▶ **Task statement**
Reproduce the data below line for line, without changing anything.

(Data from a dataset)
----------------------------------------
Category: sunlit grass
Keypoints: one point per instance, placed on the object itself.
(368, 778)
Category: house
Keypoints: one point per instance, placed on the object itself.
----------------------------------------
▶ **Result of the exercise**
Category: sunlit grass
Keypoints: one point per instance, placed on the object itself.
(368, 778)
Category: house
Keypoints: one point per instance, placed on the object itself.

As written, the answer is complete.